▶ [Page text]

The SQL engine of MaxCompute supports Script Mode SQL. If you use Script Mode SQL to compile an SQL script file, all statements in the file are compiled together. The script file is then submitted to MaxCompute to generate an execution plan. This way, the statements in a script file are scheduled in one queue and run all at once. This allows you to fully utilize resources in MaxCompute.

Note If you use Script Mode SQL, you cannot estimate the expense of SQL statements by using the cost SQL command described in cost sql. You can view your bill for the accurate expense. For more information, see View billing details.
Script Mode SQL allows you to compile SQL statements in a way similar to using a common programming language. You do not need to consider how to organize statements.

Syntax

--set
set odps.sql.type.system.odps2=true;
[set odps.stage.reducer.num=xxx;]
[...]
--ddl
create table table1 xxx;
[create table table2 xxx;]
[...]
--dml
@var1 := SELECT [ALL | DISTINCT] select_expr, select_expr, ...
        FROM table3
        [WHERE where_condition];
@var2 := SELECT [ALL | DISTINCT] select_expr, select_expr, ...
        FROM table4
        [WHERE where_condition];
@var3 := SELECT [ALL | DISTINCT] var1.select_expr, var2.select_expr, ...
        FROM @var1 join @var2 on ... ;
INSERT OVERWRITE|INTO TABLE [PARTITION (partcol1=val1, partcol2=val2 ...)]
        SELECT [ALL | DISTINCT] select_expr, select_expr, ...
        FROM @var3;    
[@var4 := SELECT [ALL | DISTINCT] var1.select_expr, var.select_expr, ... FROM @var1 
        UNION ALL | UNION 
        SELECT [ALL | DISTINCT] var1.select_expr, var.select_expr, ... FROM @var2;    
CREATE [EXTERNAL] TABLE [IF NOT EXISTS] table_name 
        AS 
        SELECT [ALL | DISTINCT] select_expr, select_expr, ...
        FROM @var4;]
[...]

Description

  • Script Mode SQL supports SET statements, DML statements, and some DDL statements. The DDL statements that are used to display results, such as DESC and SHOW, are not supported.

▶ [Recorded information]

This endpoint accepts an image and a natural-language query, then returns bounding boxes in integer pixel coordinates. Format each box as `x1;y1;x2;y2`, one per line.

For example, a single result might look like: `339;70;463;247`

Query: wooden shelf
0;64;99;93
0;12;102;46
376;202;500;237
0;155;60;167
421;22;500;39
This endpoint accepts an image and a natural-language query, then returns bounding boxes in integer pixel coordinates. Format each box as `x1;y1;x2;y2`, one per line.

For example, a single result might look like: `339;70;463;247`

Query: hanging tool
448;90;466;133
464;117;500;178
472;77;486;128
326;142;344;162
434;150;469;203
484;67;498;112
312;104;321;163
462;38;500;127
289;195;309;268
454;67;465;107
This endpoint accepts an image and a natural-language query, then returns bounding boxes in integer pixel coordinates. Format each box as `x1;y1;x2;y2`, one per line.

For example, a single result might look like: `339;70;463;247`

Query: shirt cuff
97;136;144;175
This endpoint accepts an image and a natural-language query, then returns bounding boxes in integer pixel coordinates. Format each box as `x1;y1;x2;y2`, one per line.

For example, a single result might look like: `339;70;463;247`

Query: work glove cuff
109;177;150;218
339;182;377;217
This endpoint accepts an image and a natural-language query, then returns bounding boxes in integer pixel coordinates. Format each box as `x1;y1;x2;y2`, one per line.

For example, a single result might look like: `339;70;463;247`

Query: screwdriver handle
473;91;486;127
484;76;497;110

▶ [Objectives]
1. According to the Script Mode SQL page, which DDL statements does Script Mode SQL not support?
2. From the Script Mode SQL page, retype everything from "Note If you" down to "to organize statements.".
3. Extend the Script Mode SQL page past its last line.

▶ [Results by task]
1. DDL statements that display results, such as DESC and SHOW.

2.
Note If you use Script Mode SQL, you cannot estimate the expense of SQL statements by using the cost SQL command described in cost sql. You can view your bill for the accurate expense. For more information, see View billing details.
Script Mode SQL allows you to compile SQL statements in a way similar to using a common programming language. You do not need to consider how to organize statements.

3.
  • A complete script file must be a list of SET, DDL, and DML statements in sequence. A number of statements can be provided for each type. Statements of different types can also be empty, but cannot be mixed.
  • The at sign @ indicates a variable.
  • A script file can contain a maximum of one statement that is used to display results, such as a SELECT statement. If a script file contains two or more such statements, an error is returned. We recommend that you do not include SELECT statements in the script file.
  • A script file can contain a maximum of one CREATE TABLE AS statement, and must end with this statement. We recommend that you do not include the CREATE TABLE and INSERT statements in the same script file.
  • If Script Mode SQL is used and a statement in the script file fails to execute, all the other statements in the script file also fail.
  • If Script Mode SQL is used, a job can be generated to process data only after all the statements in a script file is prepared and successfully executed.
  • If Script Mode SQL is used and a table is written and then read, the following error is returned:
    INSERT OVERWRITE table src2 SELECT * FROM src WHERE key > 0;
    @a := SELECT * FROM src2;
    SELECT * FROM @a;
    To avoid this error, you can modify your script file. Sample script after modification:
    @a := SELECT * FROM src WHERE key > 0;
    INSERT OVERWRITE table src2 SELECT * FROM @a;
    SELECT * FROM @a;
  • Scenarios:
    • A single statement with nested subqueries needs to be rewritten, or a complex script must be split into multiple statements.
    • Data from different data sources may be prepared at different time points, and the time gap may be large. For example, the data from one data source is prepared at 01:00, and that from another data source is prepared at 07:00. In this case, table variables are not suitable for packaging statements of different types in a script file.
    • You need to assign a constant value to a variable and then execute the SELECT * FROM Variable statement to convert the variable to a scalar. This scalar is used with other columns for calculation. The constant value can also be stored in a table that has only one row. For more information about the syntax of the SELECT * FROM Variable statement, see Subqueries. Sample statements:
      @a := SELECT 10; -- Assign the constant value 10 to @a. You can also execute the SELECT col1 FROM t1 statement to store the constant value to table t1 that has only one row.
      @b := SELECT key,value+(SELECT * FROM @a) FROM t2 WHERE key >10000; -- Use the value in @a with value in table t2 for calculation.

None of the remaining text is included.